** Start DATASET RECORDS **
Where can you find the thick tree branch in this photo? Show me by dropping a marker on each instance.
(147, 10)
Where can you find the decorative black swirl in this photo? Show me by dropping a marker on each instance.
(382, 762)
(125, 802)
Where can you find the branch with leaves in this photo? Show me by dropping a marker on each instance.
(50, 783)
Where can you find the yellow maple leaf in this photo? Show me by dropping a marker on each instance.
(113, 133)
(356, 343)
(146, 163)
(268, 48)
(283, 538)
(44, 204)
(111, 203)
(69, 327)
** End DATASET RECORDS **
** Start DATASET RECORDS **
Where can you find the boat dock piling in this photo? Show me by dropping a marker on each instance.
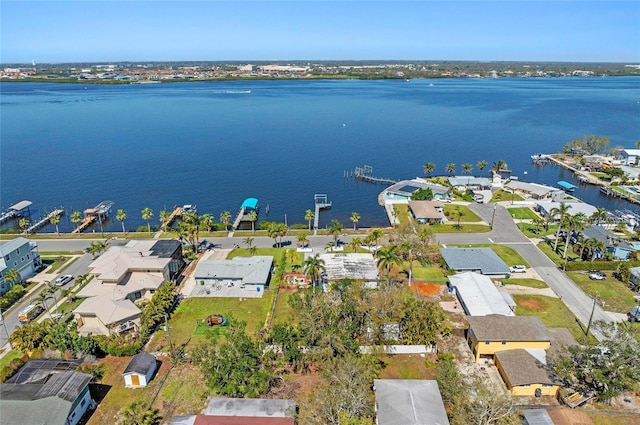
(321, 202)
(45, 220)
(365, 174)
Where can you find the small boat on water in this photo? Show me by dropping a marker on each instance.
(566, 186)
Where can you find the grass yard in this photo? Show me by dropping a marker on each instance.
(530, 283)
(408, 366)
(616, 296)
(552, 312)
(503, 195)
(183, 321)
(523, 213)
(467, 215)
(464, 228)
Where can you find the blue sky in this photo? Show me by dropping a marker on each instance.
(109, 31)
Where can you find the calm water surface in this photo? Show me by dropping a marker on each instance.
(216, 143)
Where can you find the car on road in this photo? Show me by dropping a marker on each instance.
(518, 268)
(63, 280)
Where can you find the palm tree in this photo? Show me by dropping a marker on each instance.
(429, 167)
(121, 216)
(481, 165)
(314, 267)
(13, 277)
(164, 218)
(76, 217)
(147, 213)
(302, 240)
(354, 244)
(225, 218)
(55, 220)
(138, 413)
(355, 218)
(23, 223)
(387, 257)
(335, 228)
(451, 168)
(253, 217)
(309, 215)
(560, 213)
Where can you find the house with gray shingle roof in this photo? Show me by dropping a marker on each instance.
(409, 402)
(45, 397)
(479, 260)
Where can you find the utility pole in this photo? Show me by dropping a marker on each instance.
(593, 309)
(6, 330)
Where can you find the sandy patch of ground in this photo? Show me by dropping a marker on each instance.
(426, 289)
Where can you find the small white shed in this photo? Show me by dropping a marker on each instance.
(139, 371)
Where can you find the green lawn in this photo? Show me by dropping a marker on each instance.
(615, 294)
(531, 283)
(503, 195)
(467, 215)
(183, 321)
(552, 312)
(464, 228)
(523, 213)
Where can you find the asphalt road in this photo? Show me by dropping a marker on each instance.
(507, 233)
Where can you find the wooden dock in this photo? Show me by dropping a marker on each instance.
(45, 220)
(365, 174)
** End DATASET RECORDS **
_BRIEF:_
Find each line in the records above that contains the string "branch", and copy those lines out in full.

_REPLY:_
Where can you find the thick tree branch in this photo? Show me by dropping a marker on each instance.
Where can you find the branch with leaves in this photo? Show me by dropping a marker on each instance.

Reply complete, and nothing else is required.